> [Tasks to perform]
(a) Please update the article on Cristian Fernandez from "We listen and" through "had been done.", starting at the first and ending at the second, with "kitten" changed to "puppy".
(b) According to the article on Cristian Fernandez, where did the family move after the stepfather's death?
(c) Pick up the article on Cristian Fernandez after its final sentence and continue writing it.

[Extract]

Last week there was yet another heartbreaking report of a child killing another child. This time the news came from Jacksonville, Florida. Cristian Fernandez is accused of beating to death his two-year-old half brother, David, when he was just twelve years old. The state has charged Cristian with first-degree murder. He is being prosecuted as an adult and could face a life sentence.
Stories like this get a lot of media attention. Reporters swarm and sensationalize. The public consumes and wants more. To sell their papers, to drive traffic to their web sites, the press complies.
He sounds like a bad kid, we think as we read the details. Only a monster would commit such an act, we tell each other. He must be truly evil, we conclude as we turn the page to the next tragedy.
But wait, there is more. Cristian himself was born to a twelve year-old child, a girl who was sexually assaulted by a 25 year-old man. At age two, he was placed in foster care after he was found, naked and dirty, wandering the streets of South Florida at 4 a.m. His young mother had disappeared. His grandmother, entrusted with his care, was holed up in a nearby motel, high on cocaine.
We listen and reluctantly acknowledge the boy’s history. But it doesn’t excuse killing your own kin, we say. Even twelve year olds know the difference between right and wrong. Right…?
Yet, the litany continues. We learn that Cristian was sexually abused at age eight by an older cousin. He acted out in troubling ways that caught the attention of officials – killing a kitten, masturbating at school, and simulating sex with classmates. At eleven, living with his mother and her new husband in a Miami suburb, he came to school with a severe eye injury. When he was examined at the hospital for retinal damage, Cristian told police that his stepfather had punched him in the face. Officers arrived at their apartment only to find the man dead by a self-inflicted gunshot wound.
The family tried to recover. They moved north to Jacksonville. Cristian entered middle school, but the damage had been done.
Within months, two-year-old David was also dead, his skull fractured and his brain bleeding. Cristian admitted to the crime. The boys’ mother, now 25, was charged with aggravated manslaughter. She had left her small children alone with Cristian and failed to take the unconscious toddler to the hospital quickly enough to save him. She has pled guilty and could face 30 years in prison.
Meanwhile, Cristian’s case is pending. After his five-year-old half brother told a psychiatrist that Cristian had sexually assaulted him, another charge was added.
Investigators, therapists, and lawyers have since weighed in. Some say that Cristian’s actions were triggered by a “flashback” to his stepfather’s abuse, that police violated his rights, and that he lacked the intent necessary to commit the crimes. Others say that he poses a significant risk to the community if released, that he should be held accountable for his crimes, and that he must be punished as an adult, for he was old enough to “know better.”

[/Extract]
[Provided material]

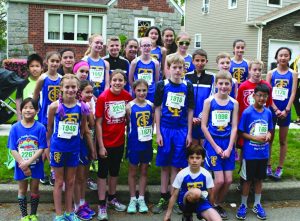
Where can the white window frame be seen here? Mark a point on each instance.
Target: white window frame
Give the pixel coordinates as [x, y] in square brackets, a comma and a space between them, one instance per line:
[230, 4]
[195, 40]
[274, 5]
[76, 14]
[136, 22]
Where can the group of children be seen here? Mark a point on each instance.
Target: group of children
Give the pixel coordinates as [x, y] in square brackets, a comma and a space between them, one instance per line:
[200, 117]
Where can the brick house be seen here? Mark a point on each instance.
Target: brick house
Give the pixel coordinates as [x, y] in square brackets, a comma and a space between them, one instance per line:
[45, 25]
[265, 25]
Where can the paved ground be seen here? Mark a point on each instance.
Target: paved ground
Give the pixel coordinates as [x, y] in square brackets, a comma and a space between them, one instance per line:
[276, 211]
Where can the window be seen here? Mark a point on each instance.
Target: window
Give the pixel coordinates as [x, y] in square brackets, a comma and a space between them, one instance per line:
[141, 25]
[205, 6]
[70, 27]
[232, 4]
[197, 42]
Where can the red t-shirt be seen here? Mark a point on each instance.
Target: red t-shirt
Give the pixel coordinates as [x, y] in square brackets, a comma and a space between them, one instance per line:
[245, 95]
[111, 108]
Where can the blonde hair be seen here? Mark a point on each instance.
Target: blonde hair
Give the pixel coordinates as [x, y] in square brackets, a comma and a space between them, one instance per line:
[91, 39]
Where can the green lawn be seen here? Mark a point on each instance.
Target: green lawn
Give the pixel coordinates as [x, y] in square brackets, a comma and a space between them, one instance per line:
[291, 168]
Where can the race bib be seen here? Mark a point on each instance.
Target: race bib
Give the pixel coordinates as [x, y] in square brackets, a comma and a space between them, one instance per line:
[117, 109]
[66, 129]
[145, 133]
[220, 118]
[175, 100]
[147, 77]
[97, 75]
[279, 93]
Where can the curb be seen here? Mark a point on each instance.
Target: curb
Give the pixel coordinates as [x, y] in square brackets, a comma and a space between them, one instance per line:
[272, 191]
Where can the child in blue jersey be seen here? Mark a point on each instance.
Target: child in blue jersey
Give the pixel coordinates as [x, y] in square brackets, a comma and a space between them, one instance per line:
[255, 127]
[284, 83]
[157, 50]
[99, 68]
[139, 114]
[203, 82]
[219, 125]
[174, 104]
[66, 124]
[145, 67]
[239, 66]
[192, 186]
[27, 141]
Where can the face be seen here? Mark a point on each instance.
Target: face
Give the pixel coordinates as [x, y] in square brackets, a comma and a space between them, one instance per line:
[255, 72]
[239, 49]
[168, 37]
[69, 88]
[82, 73]
[114, 48]
[223, 86]
[141, 91]
[87, 93]
[199, 61]
[28, 111]
[35, 69]
[224, 64]
[68, 59]
[117, 83]
[195, 161]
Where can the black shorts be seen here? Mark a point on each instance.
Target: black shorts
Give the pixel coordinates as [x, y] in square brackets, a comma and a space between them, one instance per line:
[111, 163]
[254, 169]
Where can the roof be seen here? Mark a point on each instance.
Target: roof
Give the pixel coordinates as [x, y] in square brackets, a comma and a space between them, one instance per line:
[263, 20]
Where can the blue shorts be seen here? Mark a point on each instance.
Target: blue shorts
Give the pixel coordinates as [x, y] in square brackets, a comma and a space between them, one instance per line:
[213, 161]
[173, 151]
[64, 159]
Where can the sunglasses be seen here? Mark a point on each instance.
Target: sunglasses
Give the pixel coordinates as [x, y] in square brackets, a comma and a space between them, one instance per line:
[187, 43]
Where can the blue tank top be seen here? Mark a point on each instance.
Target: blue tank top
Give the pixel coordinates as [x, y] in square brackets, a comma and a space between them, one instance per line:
[282, 85]
[58, 142]
[97, 75]
[140, 117]
[49, 93]
[220, 118]
[239, 71]
[174, 117]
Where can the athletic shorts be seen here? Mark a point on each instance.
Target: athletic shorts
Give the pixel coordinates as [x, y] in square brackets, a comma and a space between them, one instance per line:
[64, 159]
[213, 161]
[110, 164]
[173, 151]
[254, 169]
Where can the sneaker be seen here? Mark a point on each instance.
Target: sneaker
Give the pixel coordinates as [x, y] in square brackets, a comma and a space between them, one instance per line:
[160, 206]
[83, 214]
[102, 213]
[88, 209]
[176, 209]
[71, 217]
[259, 211]
[242, 212]
[116, 205]
[132, 206]
[221, 212]
[142, 206]
[278, 173]
[92, 185]
[52, 178]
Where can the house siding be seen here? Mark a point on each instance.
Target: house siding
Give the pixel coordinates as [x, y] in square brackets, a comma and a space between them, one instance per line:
[219, 32]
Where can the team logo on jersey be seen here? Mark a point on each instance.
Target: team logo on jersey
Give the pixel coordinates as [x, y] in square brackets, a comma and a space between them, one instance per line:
[197, 185]
[238, 73]
[53, 92]
[142, 118]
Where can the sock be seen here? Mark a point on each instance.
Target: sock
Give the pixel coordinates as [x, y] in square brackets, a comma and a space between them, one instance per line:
[244, 200]
[257, 198]
[34, 201]
[23, 205]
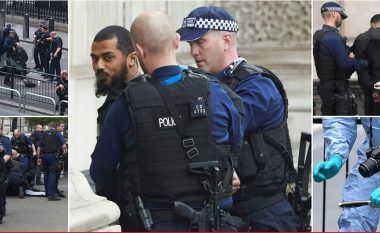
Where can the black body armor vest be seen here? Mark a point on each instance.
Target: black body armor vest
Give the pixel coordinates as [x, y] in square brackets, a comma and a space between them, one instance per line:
[326, 67]
[157, 167]
[373, 54]
[2, 137]
[50, 142]
[20, 144]
[266, 157]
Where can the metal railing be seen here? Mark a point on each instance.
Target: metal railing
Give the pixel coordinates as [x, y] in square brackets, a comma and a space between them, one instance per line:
[14, 78]
[40, 96]
[38, 9]
[17, 92]
[60, 105]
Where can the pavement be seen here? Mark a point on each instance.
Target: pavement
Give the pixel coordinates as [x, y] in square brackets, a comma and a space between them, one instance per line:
[10, 109]
[37, 213]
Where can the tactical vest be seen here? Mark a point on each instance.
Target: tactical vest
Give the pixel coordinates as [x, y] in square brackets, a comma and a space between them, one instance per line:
[236, 99]
[160, 153]
[326, 67]
[373, 54]
[266, 157]
[50, 142]
[1, 143]
[20, 144]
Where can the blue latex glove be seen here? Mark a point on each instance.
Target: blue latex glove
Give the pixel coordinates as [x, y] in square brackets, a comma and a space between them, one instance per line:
[375, 197]
[327, 169]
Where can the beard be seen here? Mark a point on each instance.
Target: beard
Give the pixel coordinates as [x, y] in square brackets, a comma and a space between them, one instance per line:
[338, 23]
[102, 88]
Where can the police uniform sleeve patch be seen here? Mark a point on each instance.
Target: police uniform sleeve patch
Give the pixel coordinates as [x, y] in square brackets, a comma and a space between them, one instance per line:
[198, 108]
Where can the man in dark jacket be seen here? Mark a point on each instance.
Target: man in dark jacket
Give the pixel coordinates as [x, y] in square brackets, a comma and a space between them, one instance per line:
[62, 90]
[367, 46]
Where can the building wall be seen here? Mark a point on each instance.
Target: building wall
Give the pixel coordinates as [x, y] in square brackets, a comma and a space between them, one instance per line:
[273, 34]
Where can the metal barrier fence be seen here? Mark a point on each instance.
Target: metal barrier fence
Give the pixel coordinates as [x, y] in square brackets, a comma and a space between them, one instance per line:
[38, 9]
[42, 97]
[43, 90]
[15, 91]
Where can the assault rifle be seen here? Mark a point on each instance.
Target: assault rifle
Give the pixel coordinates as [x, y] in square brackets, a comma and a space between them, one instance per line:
[210, 217]
[300, 198]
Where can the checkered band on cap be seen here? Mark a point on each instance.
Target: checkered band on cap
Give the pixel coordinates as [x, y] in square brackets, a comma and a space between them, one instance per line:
[334, 8]
[212, 24]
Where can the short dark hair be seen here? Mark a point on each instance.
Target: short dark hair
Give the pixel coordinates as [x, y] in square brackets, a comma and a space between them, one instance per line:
[375, 18]
[124, 43]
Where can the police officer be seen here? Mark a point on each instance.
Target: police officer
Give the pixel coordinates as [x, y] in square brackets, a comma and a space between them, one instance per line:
[339, 135]
[5, 156]
[37, 35]
[158, 127]
[35, 137]
[333, 65]
[56, 54]
[60, 126]
[114, 60]
[48, 146]
[211, 33]
[45, 50]
[23, 145]
[62, 90]
[367, 46]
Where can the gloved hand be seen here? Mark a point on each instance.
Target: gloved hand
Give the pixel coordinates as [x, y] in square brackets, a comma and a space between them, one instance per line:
[375, 197]
[327, 169]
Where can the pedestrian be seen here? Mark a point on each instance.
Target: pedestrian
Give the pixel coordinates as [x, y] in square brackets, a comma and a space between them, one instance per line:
[333, 65]
[211, 32]
[339, 136]
[55, 54]
[5, 156]
[149, 120]
[62, 91]
[367, 46]
[114, 61]
[48, 146]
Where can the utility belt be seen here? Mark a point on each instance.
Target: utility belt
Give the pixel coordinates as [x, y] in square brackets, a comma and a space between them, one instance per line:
[342, 100]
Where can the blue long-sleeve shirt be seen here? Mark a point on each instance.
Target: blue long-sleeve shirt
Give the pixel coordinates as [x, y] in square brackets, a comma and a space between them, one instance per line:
[262, 102]
[117, 135]
[332, 45]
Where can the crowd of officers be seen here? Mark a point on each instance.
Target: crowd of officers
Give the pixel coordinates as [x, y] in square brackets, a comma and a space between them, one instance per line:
[47, 52]
[335, 62]
[23, 158]
[175, 143]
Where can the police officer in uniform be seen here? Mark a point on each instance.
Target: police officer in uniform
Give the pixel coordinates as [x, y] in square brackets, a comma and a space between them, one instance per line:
[48, 147]
[262, 166]
[45, 50]
[35, 137]
[114, 61]
[157, 127]
[37, 47]
[333, 65]
[367, 46]
[5, 156]
[25, 147]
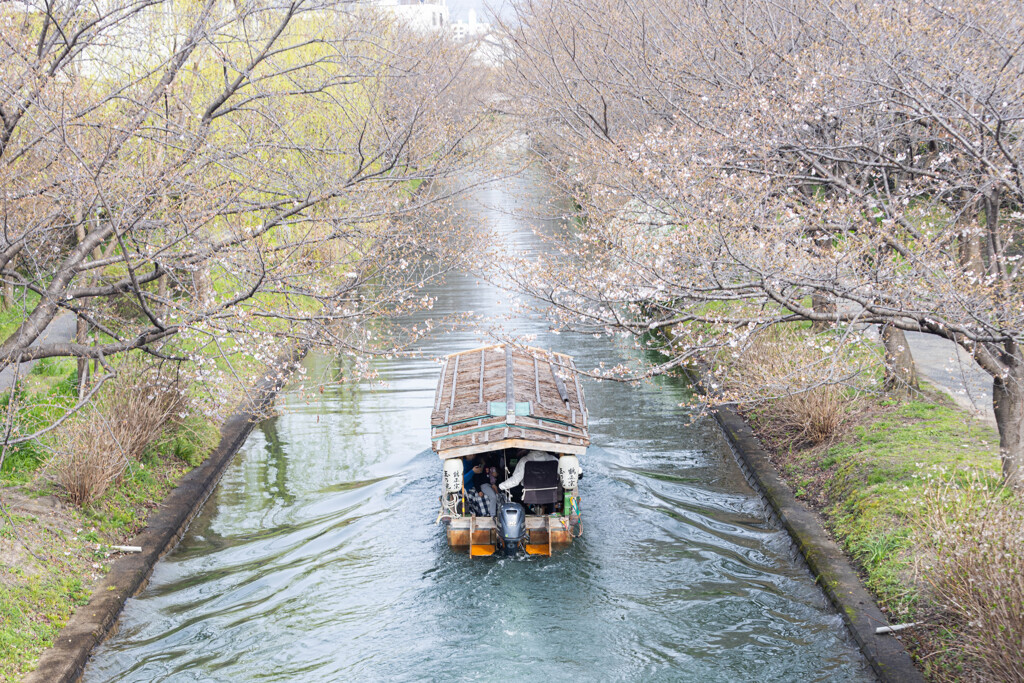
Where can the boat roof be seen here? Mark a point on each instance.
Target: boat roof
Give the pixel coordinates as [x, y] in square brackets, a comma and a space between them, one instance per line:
[504, 396]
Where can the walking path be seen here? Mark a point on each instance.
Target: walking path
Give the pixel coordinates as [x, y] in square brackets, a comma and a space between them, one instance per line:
[950, 369]
[60, 329]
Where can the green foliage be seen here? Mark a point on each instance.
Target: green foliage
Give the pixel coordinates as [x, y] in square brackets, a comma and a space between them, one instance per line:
[873, 475]
[190, 441]
[33, 609]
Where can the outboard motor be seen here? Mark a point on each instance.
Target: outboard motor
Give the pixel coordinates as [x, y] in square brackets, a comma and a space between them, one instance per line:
[511, 524]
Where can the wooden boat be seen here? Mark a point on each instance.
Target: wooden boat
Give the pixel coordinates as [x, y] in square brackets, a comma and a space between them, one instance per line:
[514, 412]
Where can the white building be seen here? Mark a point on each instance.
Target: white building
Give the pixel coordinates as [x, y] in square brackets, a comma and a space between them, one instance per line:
[469, 30]
[423, 14]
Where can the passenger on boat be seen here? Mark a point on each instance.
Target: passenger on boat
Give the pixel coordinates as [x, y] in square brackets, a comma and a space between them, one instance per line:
[482, 495]
[520, 468]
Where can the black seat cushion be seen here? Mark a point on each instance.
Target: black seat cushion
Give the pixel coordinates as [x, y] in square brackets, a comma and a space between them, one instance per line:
[540, 482]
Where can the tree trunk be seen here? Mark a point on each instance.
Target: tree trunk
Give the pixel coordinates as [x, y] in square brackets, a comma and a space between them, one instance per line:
[8, 295]
[82, 337]
[971, 253]
[204, 287]
[821, 303]
[1008, 402]
[901, 374]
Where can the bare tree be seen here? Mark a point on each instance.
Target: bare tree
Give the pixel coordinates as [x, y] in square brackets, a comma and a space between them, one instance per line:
[231, 175]
[742, 165]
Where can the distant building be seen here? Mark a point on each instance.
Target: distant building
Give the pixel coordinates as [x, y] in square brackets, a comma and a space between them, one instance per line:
[423, 14]
[471, 30]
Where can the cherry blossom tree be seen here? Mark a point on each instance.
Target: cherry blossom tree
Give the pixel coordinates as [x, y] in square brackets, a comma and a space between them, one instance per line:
[741, 166]
[184, 177]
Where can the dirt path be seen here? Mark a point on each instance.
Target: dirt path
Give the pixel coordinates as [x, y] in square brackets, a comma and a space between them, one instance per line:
[949, 368]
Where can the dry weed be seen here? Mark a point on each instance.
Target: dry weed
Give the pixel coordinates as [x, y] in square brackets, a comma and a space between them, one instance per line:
[804, 380]
[975, 564]
[94, 449]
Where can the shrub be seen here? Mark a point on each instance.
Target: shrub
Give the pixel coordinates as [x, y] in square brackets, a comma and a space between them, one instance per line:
[975, 564]
[94, 447]
[87, 460]
[796, 384]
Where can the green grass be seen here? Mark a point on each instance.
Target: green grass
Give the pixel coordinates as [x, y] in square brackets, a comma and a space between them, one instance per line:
[873, 475]
[33, 609]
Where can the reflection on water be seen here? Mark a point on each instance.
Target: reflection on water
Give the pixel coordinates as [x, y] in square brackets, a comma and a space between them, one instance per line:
[317, 558]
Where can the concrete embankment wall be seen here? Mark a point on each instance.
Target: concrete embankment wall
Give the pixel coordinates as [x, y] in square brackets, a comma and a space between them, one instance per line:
[129, 573]
[825, 560]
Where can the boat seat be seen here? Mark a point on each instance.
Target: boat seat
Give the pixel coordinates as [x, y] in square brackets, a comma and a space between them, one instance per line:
[540, 482]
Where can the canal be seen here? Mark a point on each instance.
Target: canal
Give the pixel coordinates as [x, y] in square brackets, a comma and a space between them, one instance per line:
[317, 558]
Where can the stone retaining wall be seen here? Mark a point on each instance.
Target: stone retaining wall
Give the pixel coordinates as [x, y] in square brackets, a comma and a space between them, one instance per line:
[90, 624]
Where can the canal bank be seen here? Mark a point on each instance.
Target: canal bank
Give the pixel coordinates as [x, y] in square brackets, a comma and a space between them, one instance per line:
[322, 532]
[90, 624]
[824, 558]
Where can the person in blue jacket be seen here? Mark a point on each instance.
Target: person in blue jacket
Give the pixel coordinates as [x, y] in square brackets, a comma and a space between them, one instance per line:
[481, 494]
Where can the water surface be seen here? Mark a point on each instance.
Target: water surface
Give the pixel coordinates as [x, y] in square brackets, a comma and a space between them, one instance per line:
[317, 558]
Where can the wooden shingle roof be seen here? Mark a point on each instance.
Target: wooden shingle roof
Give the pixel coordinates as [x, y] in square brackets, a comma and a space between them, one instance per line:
[503, 396]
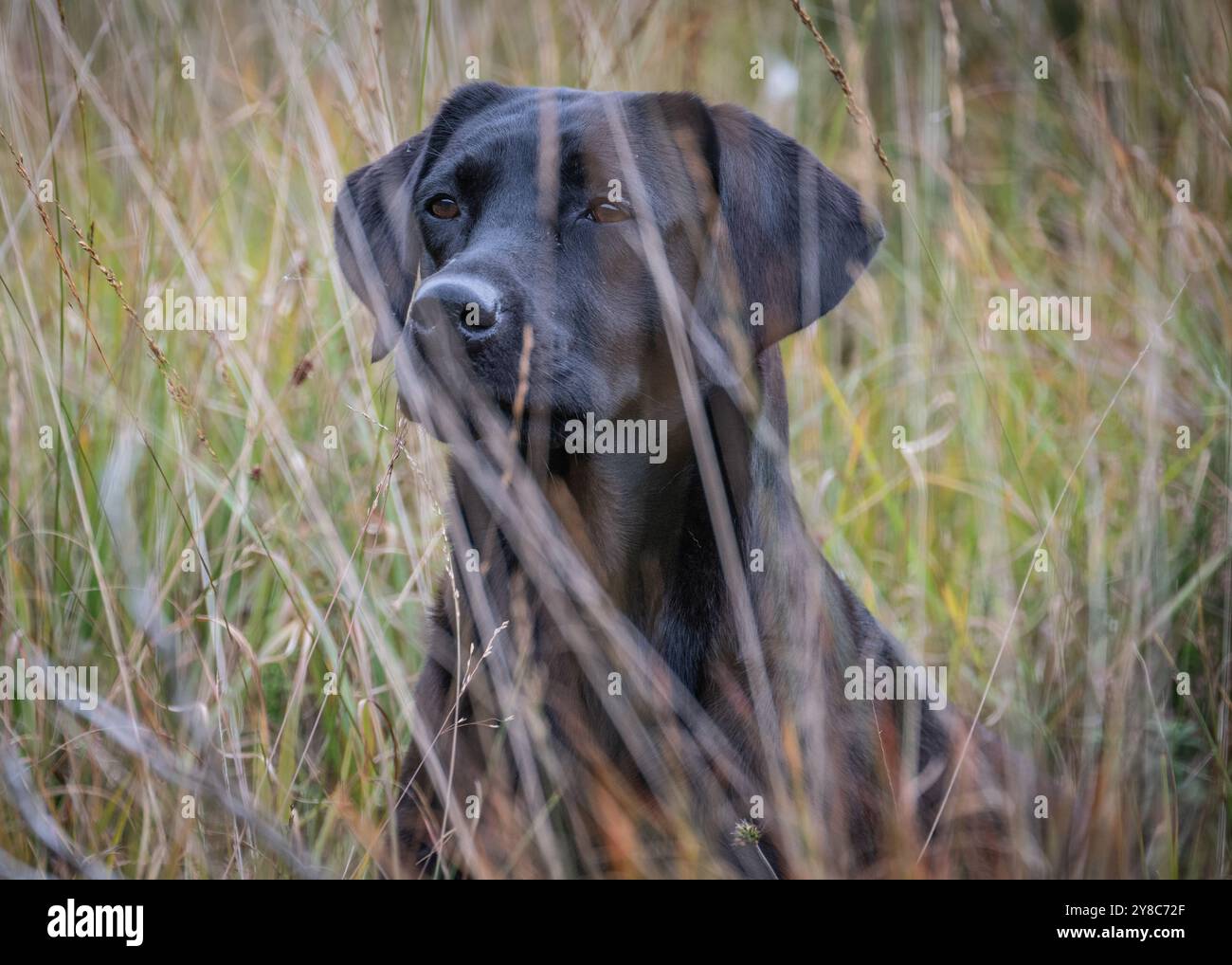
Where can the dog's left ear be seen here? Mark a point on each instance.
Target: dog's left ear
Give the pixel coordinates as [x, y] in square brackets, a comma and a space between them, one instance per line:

[/Provided material]

> [Responses in order]
(a)
We listen and reluctantly acknowledge the boy’s history. But it doesn’t excuse killing your own kin, we say. Even twelve year olds know the difference between right and wrong. Right…?
Yet, the litany continues. We learn that Cristian was sexually abused at age eight by an older cousin. He acted out in troubling ways that caught the attention of officials – killing a puppy, masturbating at school, and simulating sex with classmates. At eleven, living with his mother and her new husband in a Miami suburb, he came to school with a severe eye injury. When he was examined at the hospital for retinal damage, Cristian told police that his stepfather had punched him in the face. Officers arrived at their apartment only to find the man dead by a self-inflicted gunshot wound.
The family tried to recover. They moved north to Jacksonville. Cristian entered middle school, but the damage had been done.

(b) North to Jacksonville.

(c)
Motions will be filed; hearings will be held. Reporters will ask questions, and more articles will be written.
Despite the intense degree of media attention given to such incidents, homicides committed by children under 14 are exceedingly rare in the United States. According to the U.S. Department of Justice, there were only 29 in 2010, the most recent year for which statistics are available.
So, the question becomes a choice between different theories of punishment: retribution or rehabilitation. Must we exact revenge on children when they murder other children? Must we cast them out of society until they are old and enfeebled, as we do with the majority of adults convicted of homicide?
Or might these concepts be immaterial when sentencing young offenders? Instead of fashioning a proportionate punishment for the death of one child at the hands of another, why not commit ourselves to the surviving child’s healing? Shouldn’t society bear some, if not most, of the responsibility for these tragedies? Rather than spend hundreds of thousands of dollars on the criminal prosecution and imprisonment of a young offender like Cristian Fernandez, why not invest those monies and resources toward his recovery?
Last week as I celebrated the Jewish New Year, my rabbi reminded the congregation that the oft-used phrase, “l’chaim,” does not mean, “to a single life,” but “to lives.” In other words, when we toast to the future, to happiness, and to health, we are not merely hoping for our own wellbeing but for the good of all.
One child’s life has already been lost. Must we lose another?
Tamar Birckhead is an associate professor of law at the University of North Carolina at Chapel Hill and a criminal defense attorney with more than 20 years of experience. She is a faculty supervisor of the UNC Juvenile Justice Clinic, an academic program in which third-year law students defend children charged with criminal offenses in juvenile delinquency court.